> _Exercise aim_:
Put the lines below into a numbered list, starting at the line containing "If you could spot the woman's" and ending at the last line of the rows. Leave out any blank lines.

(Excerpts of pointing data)
○ ○ ○ ○ ○ ○ ○
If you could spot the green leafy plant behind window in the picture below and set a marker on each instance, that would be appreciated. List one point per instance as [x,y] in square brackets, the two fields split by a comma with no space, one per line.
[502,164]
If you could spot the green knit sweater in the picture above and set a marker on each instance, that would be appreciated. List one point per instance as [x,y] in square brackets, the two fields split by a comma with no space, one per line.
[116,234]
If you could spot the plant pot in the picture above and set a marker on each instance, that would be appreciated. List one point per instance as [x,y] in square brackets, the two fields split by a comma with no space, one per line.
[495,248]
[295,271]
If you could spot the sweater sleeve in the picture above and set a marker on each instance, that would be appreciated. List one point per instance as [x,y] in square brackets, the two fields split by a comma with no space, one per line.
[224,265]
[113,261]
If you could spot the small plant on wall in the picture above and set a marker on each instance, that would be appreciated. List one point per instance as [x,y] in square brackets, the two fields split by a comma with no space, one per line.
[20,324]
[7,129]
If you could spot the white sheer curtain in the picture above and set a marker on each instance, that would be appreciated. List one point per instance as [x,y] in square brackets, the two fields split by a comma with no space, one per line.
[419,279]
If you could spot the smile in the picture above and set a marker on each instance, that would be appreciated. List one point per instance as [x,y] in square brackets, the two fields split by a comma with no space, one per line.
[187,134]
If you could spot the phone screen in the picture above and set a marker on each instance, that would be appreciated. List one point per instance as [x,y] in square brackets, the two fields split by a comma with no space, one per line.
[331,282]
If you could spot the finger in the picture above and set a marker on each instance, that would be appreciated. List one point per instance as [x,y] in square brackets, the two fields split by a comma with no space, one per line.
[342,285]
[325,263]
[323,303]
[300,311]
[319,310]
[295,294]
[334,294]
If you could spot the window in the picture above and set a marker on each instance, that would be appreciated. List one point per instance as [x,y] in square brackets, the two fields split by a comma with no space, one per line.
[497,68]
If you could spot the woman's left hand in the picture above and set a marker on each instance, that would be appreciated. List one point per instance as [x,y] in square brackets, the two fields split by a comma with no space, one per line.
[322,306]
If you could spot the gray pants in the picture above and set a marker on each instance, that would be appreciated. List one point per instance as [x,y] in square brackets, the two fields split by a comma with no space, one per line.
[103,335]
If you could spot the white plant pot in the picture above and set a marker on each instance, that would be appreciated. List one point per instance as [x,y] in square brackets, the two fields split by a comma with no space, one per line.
○ ○ ○ ○ ○ ○ ○
> _Full answer_:
1. If you could spot the woman's left hand in the picture above and set a marker on each instance, that would be appreciated. List one point per instance as [x,y] in square brackets, the two fields split by a comma with no space, one per line.
2. [322,306]
3. If you could spot the gray pants in the picture above and set a marker on each instance, that would be appreciated. List one point per instance as [x,y] in square brackets, the two fields split by a comma with no space, one per line.
4. [103,335]
5. If you could spot the white plant pot in the picture above and set a marker on each instance, that would be appreciated. List one point per instance as [x,y] in square brackets, the two fields split by a comma with no space, one per line.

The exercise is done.